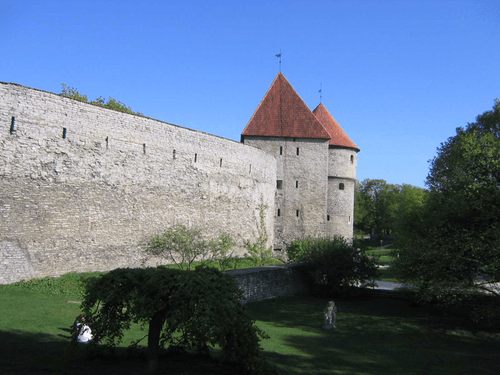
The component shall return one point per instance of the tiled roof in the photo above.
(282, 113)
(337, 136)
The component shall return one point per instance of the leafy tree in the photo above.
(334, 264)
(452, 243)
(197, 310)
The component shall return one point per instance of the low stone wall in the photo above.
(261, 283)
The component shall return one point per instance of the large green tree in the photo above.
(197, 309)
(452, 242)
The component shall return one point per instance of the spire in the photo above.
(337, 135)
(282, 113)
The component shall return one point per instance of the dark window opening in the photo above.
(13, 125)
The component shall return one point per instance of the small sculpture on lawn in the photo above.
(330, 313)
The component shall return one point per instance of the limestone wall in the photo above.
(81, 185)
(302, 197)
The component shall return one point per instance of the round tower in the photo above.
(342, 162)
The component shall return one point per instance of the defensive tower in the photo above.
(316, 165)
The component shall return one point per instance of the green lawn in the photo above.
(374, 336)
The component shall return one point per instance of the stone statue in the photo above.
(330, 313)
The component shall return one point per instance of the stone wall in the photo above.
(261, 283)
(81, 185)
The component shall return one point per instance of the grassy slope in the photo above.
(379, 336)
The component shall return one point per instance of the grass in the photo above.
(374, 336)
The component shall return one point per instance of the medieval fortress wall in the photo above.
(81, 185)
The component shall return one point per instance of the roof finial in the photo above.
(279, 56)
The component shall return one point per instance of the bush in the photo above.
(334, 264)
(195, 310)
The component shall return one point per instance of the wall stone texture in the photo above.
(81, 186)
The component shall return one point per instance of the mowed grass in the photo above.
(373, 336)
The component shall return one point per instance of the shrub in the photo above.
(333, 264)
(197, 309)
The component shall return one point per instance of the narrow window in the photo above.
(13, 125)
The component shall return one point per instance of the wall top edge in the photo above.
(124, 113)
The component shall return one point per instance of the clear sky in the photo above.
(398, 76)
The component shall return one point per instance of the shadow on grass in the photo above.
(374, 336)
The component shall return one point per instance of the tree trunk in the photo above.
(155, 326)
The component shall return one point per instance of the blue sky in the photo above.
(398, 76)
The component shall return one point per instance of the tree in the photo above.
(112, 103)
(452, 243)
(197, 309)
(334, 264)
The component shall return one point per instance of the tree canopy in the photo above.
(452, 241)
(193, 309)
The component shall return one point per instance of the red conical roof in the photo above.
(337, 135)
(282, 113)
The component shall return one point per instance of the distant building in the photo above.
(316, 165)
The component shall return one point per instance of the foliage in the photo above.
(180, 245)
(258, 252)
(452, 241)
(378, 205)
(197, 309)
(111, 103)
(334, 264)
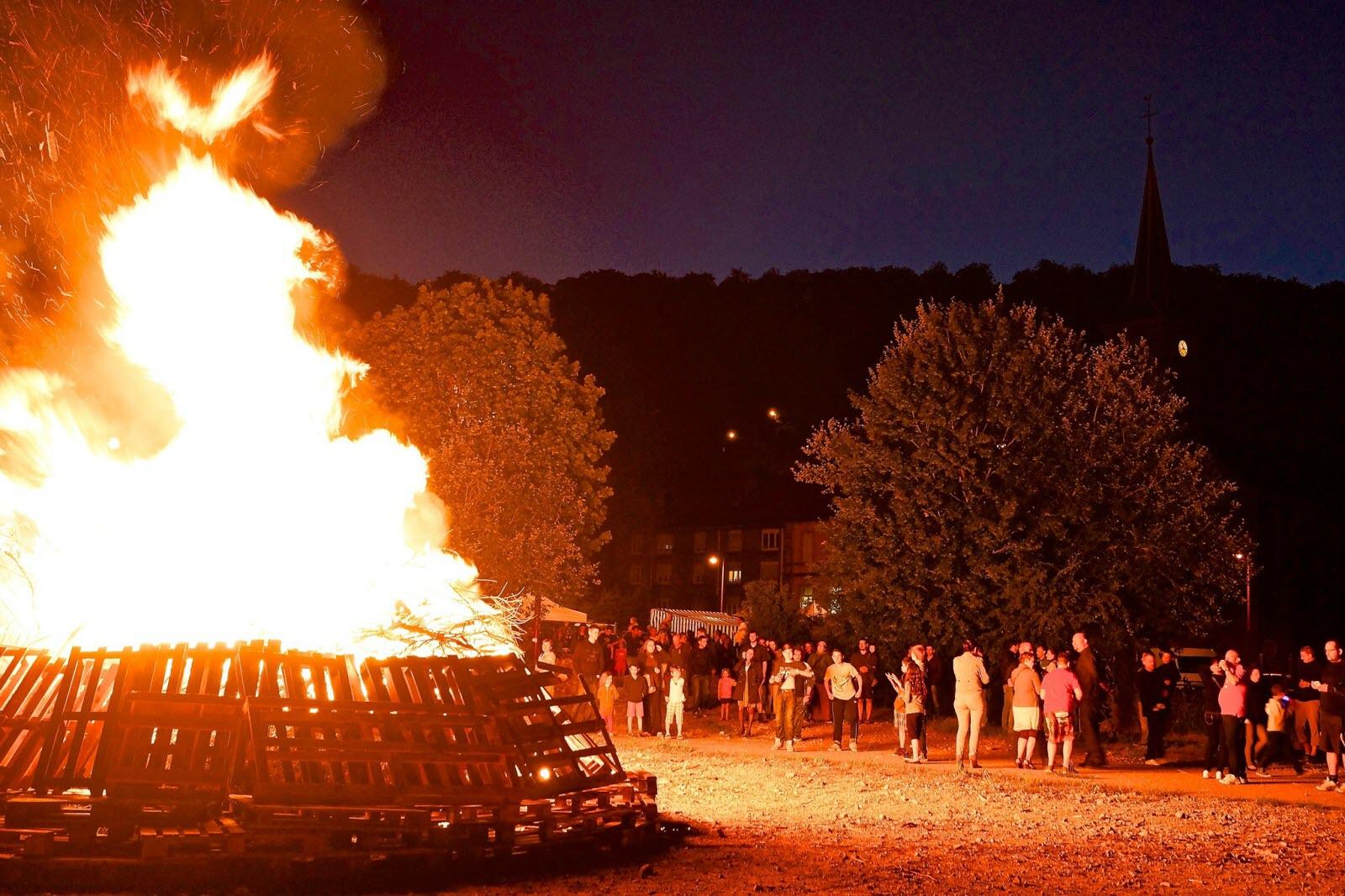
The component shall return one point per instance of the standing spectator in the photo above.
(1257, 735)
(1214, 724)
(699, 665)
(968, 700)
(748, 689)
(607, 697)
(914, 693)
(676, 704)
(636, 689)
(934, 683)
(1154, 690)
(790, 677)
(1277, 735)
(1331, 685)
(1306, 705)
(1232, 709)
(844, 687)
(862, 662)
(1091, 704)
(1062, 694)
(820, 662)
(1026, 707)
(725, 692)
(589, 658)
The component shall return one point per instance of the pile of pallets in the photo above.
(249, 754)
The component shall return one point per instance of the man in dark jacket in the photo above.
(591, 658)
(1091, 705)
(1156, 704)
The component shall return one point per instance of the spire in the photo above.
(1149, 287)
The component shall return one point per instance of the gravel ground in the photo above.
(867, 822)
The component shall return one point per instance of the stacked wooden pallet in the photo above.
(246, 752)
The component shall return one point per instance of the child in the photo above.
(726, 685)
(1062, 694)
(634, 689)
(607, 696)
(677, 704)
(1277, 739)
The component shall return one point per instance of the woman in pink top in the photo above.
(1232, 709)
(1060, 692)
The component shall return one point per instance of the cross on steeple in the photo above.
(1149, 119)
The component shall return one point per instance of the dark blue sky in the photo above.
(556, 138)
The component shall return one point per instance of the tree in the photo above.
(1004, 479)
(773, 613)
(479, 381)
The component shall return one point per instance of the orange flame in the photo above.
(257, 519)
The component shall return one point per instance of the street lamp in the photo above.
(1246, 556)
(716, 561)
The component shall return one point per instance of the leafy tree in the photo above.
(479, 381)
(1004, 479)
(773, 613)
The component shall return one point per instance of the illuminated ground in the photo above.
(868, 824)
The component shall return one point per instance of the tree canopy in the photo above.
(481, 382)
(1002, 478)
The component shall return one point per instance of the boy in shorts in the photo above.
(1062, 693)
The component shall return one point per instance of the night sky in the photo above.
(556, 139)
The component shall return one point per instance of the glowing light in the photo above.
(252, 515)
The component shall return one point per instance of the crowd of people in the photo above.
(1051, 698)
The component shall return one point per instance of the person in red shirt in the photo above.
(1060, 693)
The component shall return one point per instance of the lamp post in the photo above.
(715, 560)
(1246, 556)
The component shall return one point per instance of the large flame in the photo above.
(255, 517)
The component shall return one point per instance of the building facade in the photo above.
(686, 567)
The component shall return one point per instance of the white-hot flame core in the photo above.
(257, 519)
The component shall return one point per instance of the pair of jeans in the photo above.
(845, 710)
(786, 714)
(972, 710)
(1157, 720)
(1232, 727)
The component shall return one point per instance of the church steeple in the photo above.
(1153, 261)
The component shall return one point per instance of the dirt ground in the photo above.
::::::::
» **Short problem**: Please copy the lines above exactly, leaving the pictures out of your answer.

» **Exercise output**:
The component shall return one point per instance of the tiled roof in the photo above.
(282, 113)
(337, 136)
The component shall return one point per instance of the leafy tree in the photo above.
(334, 264)
(452, 243)
(197, 310)
The component shall return one point per instance of the low stone wall in the photo above.
(261, 283)
The component shall return one point per instance of the large green tree in the photo above.
(197, 309)
(452, 242)
The component shall return one point per instance of the spire in the photo above.
(337, 135)
(282, 113)
The component shall return one point per instance of the dark window opening in the photo above.
(13, 125)
The component shall return one point per instance of the small sculpture on lawn in the photo above.
(330, 313)
The component shall return one point per instance of the limestone wall in the photo above.
(81, 185)
(302, 197)
The component shall return one point per instance of the round tower in the photo above.
(342, 162)
The component shall return one point per instance of the defensive tower in the photo above.
(316, 165)
The component shall return one point per instance of the green lawn in the photo above.
(374, 336)
The component shall return one point per instance of the stone statue in the photo above.
(330, 313)
The component shall return one point per instance of the stone wall in the photo above.
(261, 283)
(81, 185)
The component shall return one point per instance of the grassy slope in the photo above.
(379, 336)
The component shall return one point per instance of the grass in the photo above.
(374, 336)
The component shall return one point per instance of the medieval fortress wall in the photo above.
(81, 185)
The component shall return one point per instance of the roof finial in the photo above.
(279, 56)
The component shall return one point per instance of the bush in the photo above.
(334, 264)
(195, 310)
The component shall return one point per instance of the wall stone texture in the photo above.
(81, 186)
The component shall return one point per instance of the mowed grass in the photo above.
(373, 336)
The component shall return one point per instance of the shrub in the photo above.
(333, 264)
(197, 309)
The component shall return one point per instance of the narrow window in the photo above.
(13, 125)
The component shall return one point per instance of the wall top edge in the photo above.
(124, 113)
The component shall return one point per instance of the clear sky in the photo above.
(398, 76)
The component shall return one point per instance of the shadow on grass in the photo above.
(374, 336)
The component shall return one point per instance of the tree trunk in the photo above.
(155, 326)
The component shall return one point per instance of the blue sky in the photo above.
(398, 76)
The component shall return one point per instance of the tree in the photo above.
(112, 103)
(452, 243)
(197, 309)
(334, 264)
The component shall return one point per instance of the tree canopy in the photo above.
(452, 241)
(193, 309)
The component shall return one point per instance of the red conical roof in the photo above.
(337, 135)
(282, 113)
The component shall return one point per instance of the distant building in the photo above.
(316, 165)
The component shall return one point per instance of the foliage in the photo above.
(180, 245)
(258, 252)
(452, 241)
(378, 205)
(197, 309)
(111, 103)
(334, 264)
The component shall return one point per instance of the standing spectator in the photo above.
(1257, 735)
(1214, 724)
(699, 665)
(968, 700)
(748, 689)
(607, 697)
(914, 693)
(676, 704)
(636, 689)
(934, 683)
(1154, 690)
(790, 677)
(1277, 735)
(1331, 685)
(1306, 705)
(1232, 709)
(844, 687)
(862, 662)
(1091, 704)
(1062, 694)
(820, 662)
(1026, 707)
(725, 692)
(589, 658)
The component shall return one point per instance of the pile of pallets in the photo above.
(249, 754)
The component shall return one point per instance of the man in dark jacket in the photo above.
(591, 658)
(1091, 705)
(1156, 704)
The component shall return one point per instance of the spire in the photo above.
(1149, 287)
The component shall return one point per instance of the gravel ground in the photo above.
(867, 822)
The component shall return one point per instance of the stacked wooden pallet in the photo above.
(246, 752)
The component shall return one point per instance of the child in the photo above.
(726, 685)
(1062, 694)
(634, 689)
(607, 696)
(677, 704)
(1277, 739)
The component shall return one point per instance of the woman in pink top in the photo above.
(1232, 709)
(1060, 692)
The component shall return one point per instance of the cross on steeple in the photo above.
(1149, 119)
The component shall return one point per instance of the dark blue sky in the photo above.
(556, 138)
The component shall return one point per instance of the tree in the photo above.
(1004, 479)
(773, 613)
(479, 381)
The component shall return one point per instance of the orange flame in the photo above.
(257, 519)
The component shall return one point per instance of the street lamp in the photo above.
(1246, 556)
(716, 561)
The component shall return one point per instance of the leafy tree in the photo above.
(479, 381)
(1004, 479)
(773, 613)
The component shall return one point per instance of the illuminated ground in the photo above.
(868, 824)
The component shall return one point per instance of the tree canopy in the photo above.
(481, 382)
(1002, 478)
The component shall return one point per instance of the boy in shorts in the photo above.
(1062, 693)
The component shall return one point per instance of the night sky in the photo above.
(556, 139)
The component shall return one point per instance of the glowing light in the photo above.
(252, 515)
The component shall return one point per instance of the crowd of people in the photo above.
(1051, 698)
The component shall return one point per instance of the person in red shirt in the photo above.
(1060, 693)
The component shall return one point per instance of the lamp post in the photo above.
(715, 560)
(1246, 556)
The component shall return one point per instance of the large flame in the photo above.
(255, 517)
The component shall return one point per instance of the building facade in the photo above.
(686, 567)
The component shall return one point per instance of the white-hot flame core in the photo above.
(257, 519)
The component shall return one point per instance of the pair of jeans in the photo above.
(845, 710)
(786, 714)
(972, 710)
(1157, 720)
(1232, 727)
The component shall return one point per instance of the church steeple in the photo above.
(1153, 261)
The component shall return one point per instance of the dirt ground in the photo above.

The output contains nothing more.